# What you need to do
In the clock recovery excerpt, which part of the FIG. 2 system calculates the difference between the PCR value and the STC value in place of a subtractor?

# Excerpt to read

──────────────────────────────

A related art MPEG-2 decoder having a clock recovery system therein will be described with reference to the accompanying drawings. FIG. 1 is a schematic view of a clock recovery system according to the related art.
As shown in FIG. 1, the related art clock recovery system includes a subtractor 1, a Low Pass Filter (LPF)/gain controller 2, an STC counter 3, and a Voltage Controlled Oscillator (VCO) 4. A PCR extractor (not shown) obtains, from a bit stream received through an input terminal of the MPEG-2 decoder, a PCR value representing a count value generated by an encoder counter when that PCR value was generated. A plurality of PCR values from a plurality of bit streams are obtained by the PCR extractor during the decoding process. Each of the obtained PCR values is provided to both the subtractor 1 and the STC counter 3.
Initially, the first PCR value obtained by the PCR extractor is provided to the STC counter 3. The initial count value of the STC counter 3 is set as the first PCR value extracted by the PCR extractor, and the STC counter 3 counts at an initial system clock frequency obtained from the VCO 4. Thereafter, upon receipt of each subsequent PCR value during the decoding process, the current count value of the STC counter 3 is provided to the subtractor 1.
The subtractor 1 calculates the difference between the PCR value obtained from the PCR extractor and a current STC value received from the STC counter 3, and outputs the results thereof. The LPF/gain controller 2 outputs a control signal to the VCO 4 by low pass filtering the output from the subtractor 1 and controlling the gain thereof. The VCO 4 varies a local clock frequency and then outputs a control signal so that the STC counter 3 counts at a system clock frequency of 27-MHz. The VCO 4 also outputs a 27-MHz decoder clock signal to an output terminal. The above process is repeated accordingly, so that the decoder clock is continuously synchronized with the encoder clock having a frequency of 27-MHz.
FIG. 2 is a schematic view of another clock recovery system according to the related art. The clock recovery system of FIG. 2 includes an STC counter 21, a PCR register 22, an STC register 23, a Pulse Width Modulator (PWM) 24, a Micro-Controller Unit (MCU) 27, an LPF/gain controller 25, and a VCO 26.
The processing involved is similar to that of the related art clock recovery system shown in FIG. 1, except that a PCR value and an STC value at the time when that PCR value is input are both provided to the MCU 27 for calculating the difference between the PCR value and the STC value. Also, the PCR register 22 temporarily stores the PCR values extracted from the PCR extractor, while the STC register 23 temporarily stores the STC values output from the STC counter 21. Instead of a subtractor, the MCU 27 receives and calculates the difference between a PCR value temporarily stored in the PCR register 22 and a STC value temporarily stored in the STC register 23. The PWM 24 generates a PWM signal in response to the difference value calculated by the MCU 27, and outputs a PWM signal to the LPF/gain controller 25.
The LPF/gain controller 25 outputs an analog voltage signal obtained by low pass filtering the PWM signal and controlling the gain thereof, so that the VCO 26 is driven. As the VCO 4 shown in FIG. 1, the VCO 26 varies a local clock frequency and then outputs a control signal so that the STC counter 3 counts at a system clock frequency of 27-MHz. The VCO 26 also outputs the system clock frequency of 27-MHz to an output terminal. The above process is repeated accordingly, so that the decoder clock is continuously synchronized with the encoder clock having a frequency of 27-MHz.

──────────────────────────────

# Information shown
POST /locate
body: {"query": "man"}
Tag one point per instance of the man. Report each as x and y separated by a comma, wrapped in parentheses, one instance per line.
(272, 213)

──────────────────────────────

# Answer in full
The Micro-Controller Unit (MCU) 27.